_ASSIGNMENT:_ Give back the records in their entirety, exactly.

_DATASET RECORDS:_
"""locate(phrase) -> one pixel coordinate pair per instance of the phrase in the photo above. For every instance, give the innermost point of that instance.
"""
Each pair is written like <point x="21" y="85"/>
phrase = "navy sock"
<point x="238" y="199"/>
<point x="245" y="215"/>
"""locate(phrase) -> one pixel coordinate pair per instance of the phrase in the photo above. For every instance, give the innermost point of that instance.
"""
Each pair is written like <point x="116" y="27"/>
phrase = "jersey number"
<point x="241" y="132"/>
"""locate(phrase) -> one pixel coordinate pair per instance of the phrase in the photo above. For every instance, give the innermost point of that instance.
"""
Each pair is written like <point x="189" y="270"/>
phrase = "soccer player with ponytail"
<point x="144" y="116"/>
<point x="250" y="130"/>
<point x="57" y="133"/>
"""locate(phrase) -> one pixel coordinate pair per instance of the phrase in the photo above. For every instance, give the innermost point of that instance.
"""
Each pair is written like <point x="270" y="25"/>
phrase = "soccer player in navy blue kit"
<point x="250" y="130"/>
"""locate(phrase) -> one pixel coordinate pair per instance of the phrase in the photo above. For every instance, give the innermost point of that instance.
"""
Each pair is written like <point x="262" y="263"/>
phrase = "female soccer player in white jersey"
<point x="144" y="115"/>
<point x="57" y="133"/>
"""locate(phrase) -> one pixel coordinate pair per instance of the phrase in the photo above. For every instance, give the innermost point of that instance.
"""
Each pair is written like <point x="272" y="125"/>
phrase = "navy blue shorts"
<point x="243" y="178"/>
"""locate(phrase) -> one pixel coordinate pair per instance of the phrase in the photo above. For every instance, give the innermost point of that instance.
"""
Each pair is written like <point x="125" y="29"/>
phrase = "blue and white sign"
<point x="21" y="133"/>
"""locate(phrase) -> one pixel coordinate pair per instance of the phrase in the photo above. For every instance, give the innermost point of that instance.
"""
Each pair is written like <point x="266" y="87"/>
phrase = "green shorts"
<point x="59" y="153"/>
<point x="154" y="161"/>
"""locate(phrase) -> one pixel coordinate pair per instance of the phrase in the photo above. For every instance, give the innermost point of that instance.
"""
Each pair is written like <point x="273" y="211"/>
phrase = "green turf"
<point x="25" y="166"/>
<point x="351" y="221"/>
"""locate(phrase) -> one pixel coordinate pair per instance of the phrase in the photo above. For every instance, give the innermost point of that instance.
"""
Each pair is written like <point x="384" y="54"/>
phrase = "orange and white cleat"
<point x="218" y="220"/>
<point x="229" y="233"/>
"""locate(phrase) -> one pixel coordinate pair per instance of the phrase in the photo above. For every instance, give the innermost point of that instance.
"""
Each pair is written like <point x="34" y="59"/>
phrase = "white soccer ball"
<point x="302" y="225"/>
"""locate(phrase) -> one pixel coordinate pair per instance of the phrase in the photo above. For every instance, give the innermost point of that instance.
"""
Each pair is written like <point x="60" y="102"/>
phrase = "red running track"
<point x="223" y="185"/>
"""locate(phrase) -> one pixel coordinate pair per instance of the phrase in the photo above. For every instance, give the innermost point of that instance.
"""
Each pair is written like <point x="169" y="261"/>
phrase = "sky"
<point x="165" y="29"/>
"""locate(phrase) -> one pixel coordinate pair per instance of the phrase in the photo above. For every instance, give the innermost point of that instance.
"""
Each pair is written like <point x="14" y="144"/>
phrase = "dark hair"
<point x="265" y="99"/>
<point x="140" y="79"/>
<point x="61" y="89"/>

_OUTPUT OF THE TASK:_
"""locate(phrase) -> one pixel coordinate pair per instance of the phrase in the photo above. For every instance, give the innermost point of that instance.
"""
Each pair is written like <point x="21" y="85"/>
phrase = "navy sock"
<point x="238" y="199"/>
<point x="245" y="215"/>
"""locate(phrase) -> one pixel coordinate pair per instance of the phrase in the photo above. For every instance, give the innermost point of that instance.
"""
Each pair is written like <point x="116" y="27"/>
phrase = "jersey number"
<point x="241" y="132"/>
"""locate(phrase) -> one pixel coordinate pair per instance of the phrase in the photo above. For every instance, give the innermost point of that instance.
"""
Each pair is written like <point x="189" y="270"/>
phrase = "soccer player with ponytail"
<point x="144" y="116"/>
<point x="250" y="130"/>
<point x="57" y="133"/>
"""locate(phrase) -> one pixel coordinate pair per instance of the phrase in the photo above. For every instance, give the innermost point of that instance.
"""
Each pair is written like <point x="270" y="25"/>
phrase = "soccer player in navy blue kit"
<point x="250" y="130"/>
"""locate(phrase) -> one pixel coordinate pair per instance of the phrase in the photo above. For every instance, give the innermost point of that instance.
"""
Each pair is written like <point x="262" y="263"/>
phrase = "female soccer player in white jersey"
<point x="144" y="115"/>
<point x="57" y="133"/>
"""locate(phrase) -> one pixel coordinate pair per instance of the phrase in the photo above. For every instance, give the innermost point of that instance.
"""
Each pair is written like <point x="272" y="125"/>
phrase = "navy blue shorts"
<point x="243" y="178"/>
"""locate(phrase) -> one pixel coordinate pair per instance of the phrase in the photo above. For every instance, give the innermost point of that instance.
"""
Each pair is written like <point x="125" y="29"/>
phrase = "blue and white sign"
<point x="21" y="133"/>
"""locate(phrase) -> one pixel coordinate pair per instance of the phrase in the photo above. For every instance, give the innermost point of that instance.
"""
Each pair is written like <point x="266" y="87"/>
phrase = "green shorts"
<point x="59" y="153"/>
<point x="154" y="161"/>
"""locate(phrase) -> one pixel coordinate pair per instance of the phrase in the photo above. For every instance, give the innermost point of that instance.
"""
Each pair is written like <point x="273" y="211"/>
phrase = "green turf"
<point x="25" y="166"/>
<point x="351" y="221"/>
"""locate(phrase) -> one pixel coordinate pair per instance of the phrase in the photo above. For every instance, give the innermost point of that instance.
"""
Each pair is written like <point x="384" y="54"/>
phrase = "orange and white cleat"
<point x="218" y="220"/>
<point x="229" y="233"/>
"""locate(phrase) -> one pixel coordinate pair per instance of the phrase in the photo above. For every instance, give the innermost point of that instance.
"""
Each pair is written like <point x="34" y="59"/>
phrase = "white soccer ball"
<point x="302" y="225"/>
"""locate(phrase) -> one pixel coordinate pair per instance of the phrase in the photo above. For every instance, give the innermost point of that instance.
"""
Each pair is written like <point x="60" y="102"/>
phrase = "red running track"
<point x="223" y="185"/>
"""locate(phrase) -> one pixel coordinate pair per instance of the phrase in the photo above. For every instance, give the innermost point of that instance.
"""
Each pair is written like <point x="169" y="261"/>
phrase = "sky"
<point x="165" y="29"/>
"""locate(phrase) -> one pixel coordinate pair per instance of the phrase in the photo above. For every instance, give the innermost point of that instance.
"""
Each pair is written like <point x="14" y="144"/>
phrase = "dark hair"
<point x="265" y="99"/>
<point x="140" y="79"/>
<point x="61" y="89"/>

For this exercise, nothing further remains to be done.